> Consigna: Traduce al inglés esta oración del texto sobre el pozole: «Después, el platillo surgido en circunstancias tan especiales, se extendió por diferentes partes de México».

─── Texto de lectura

De etimología náhuatl: quiere decir “revoltura que se come”. Francisco Vázquez Añorve, en el Ayer de mi costa, indica que al existir las palabras nahuatlacas pizotl o cochini (formas de denominar al cerdo), desde antes de la Conquista, las culturas prehispánicas ya se alimentaban con pozole.
Existe, además, el relato, que se cuenta desde el Siglo XVIII, respecto al origen del ahora tradicional platillo; señala que era inminente la visita a Chilapa de un alto dignatario de la iglesia, que procedía de Puebla. Los feligreses de la comarca, queriendo organizar una buena comida, digna del ilustre visitante y su séquito, pusieron a hervir una considerable cantidad de maíz en grandes ollas, a fin de hacer tortillas que serían consumidas en el banquete. Ya cocido el maíz, se advirtió que no había suficientes mujeres para hacer las tortillas; entonces, alguien propuso que a las ollas se les agregara carne de cerdo o de pollo, algunas yerbas y otros ingredientes.
Al servirlo, le agregaron cebolla, limón y chile, quedando satisfechos los comensales; y hasta el invitado especial opinó que el guiso era muy sabroso. Después, el platillo surgido en circunstancias tan especiales, se extendió por diferentes partes de México.
En Guerrero es comida tradicional que se sirve en los acontecimientos sociales importantes, con algunas variantes gastronómicas de acuerdo a la región de que se trate. En los rituales y ceremonias religiosas adquiere significado singular. En los bautizos, casamientos, cumpleaños y santos, sobre todo en las comunidades, la comida que se sirve y se comparte es el pozole. Lo mismo sucede en la celebración de la Navidad y el Año Nuevo, en la mayoría de la población. En Chilapa, por ejemplo, difiere un poco del pozole de otras regiones; es cargado en maíz, poco caldoso, los trozos de carne son especialmente de cabeza y brazuelo de cerdo, colocados encima de los granos; las cazuelas son más grandes que en la generalidad de los lugares donde se consume este platillo, principalmente en Chilpancingo, de la región Centro.

──────
─── Información proporcionada

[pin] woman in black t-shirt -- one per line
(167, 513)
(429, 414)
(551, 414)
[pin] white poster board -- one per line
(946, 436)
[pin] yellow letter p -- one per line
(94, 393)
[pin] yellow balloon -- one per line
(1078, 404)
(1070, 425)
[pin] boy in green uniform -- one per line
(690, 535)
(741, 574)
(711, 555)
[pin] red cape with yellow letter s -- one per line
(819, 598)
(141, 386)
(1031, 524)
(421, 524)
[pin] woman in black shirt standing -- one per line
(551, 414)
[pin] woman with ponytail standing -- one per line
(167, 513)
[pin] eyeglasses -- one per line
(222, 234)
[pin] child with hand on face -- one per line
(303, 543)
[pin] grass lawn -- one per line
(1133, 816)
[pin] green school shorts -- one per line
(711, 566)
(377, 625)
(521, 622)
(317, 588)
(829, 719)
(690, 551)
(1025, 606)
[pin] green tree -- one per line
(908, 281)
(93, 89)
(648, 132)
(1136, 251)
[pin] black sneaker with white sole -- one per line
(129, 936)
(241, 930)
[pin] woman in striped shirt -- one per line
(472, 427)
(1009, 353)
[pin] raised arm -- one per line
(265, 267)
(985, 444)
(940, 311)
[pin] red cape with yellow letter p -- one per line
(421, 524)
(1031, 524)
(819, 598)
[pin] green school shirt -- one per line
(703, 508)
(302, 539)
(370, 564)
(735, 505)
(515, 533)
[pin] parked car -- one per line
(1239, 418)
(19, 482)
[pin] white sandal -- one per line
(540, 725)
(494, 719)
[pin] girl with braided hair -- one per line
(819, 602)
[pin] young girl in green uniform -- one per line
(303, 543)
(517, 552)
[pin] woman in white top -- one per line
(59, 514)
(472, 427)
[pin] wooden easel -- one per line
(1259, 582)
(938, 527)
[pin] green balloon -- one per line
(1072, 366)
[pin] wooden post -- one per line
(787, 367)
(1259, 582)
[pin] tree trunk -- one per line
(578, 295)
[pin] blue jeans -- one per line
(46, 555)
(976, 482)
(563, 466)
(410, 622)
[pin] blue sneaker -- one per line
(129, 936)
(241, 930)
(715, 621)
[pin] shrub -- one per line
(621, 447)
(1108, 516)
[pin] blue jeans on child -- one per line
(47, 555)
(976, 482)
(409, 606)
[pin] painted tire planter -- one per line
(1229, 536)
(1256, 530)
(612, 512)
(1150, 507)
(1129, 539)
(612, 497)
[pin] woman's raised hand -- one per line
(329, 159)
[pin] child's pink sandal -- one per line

──────

> Solución: Afterward, the dish that arose under such special circumstances spread to different parts of Mexico.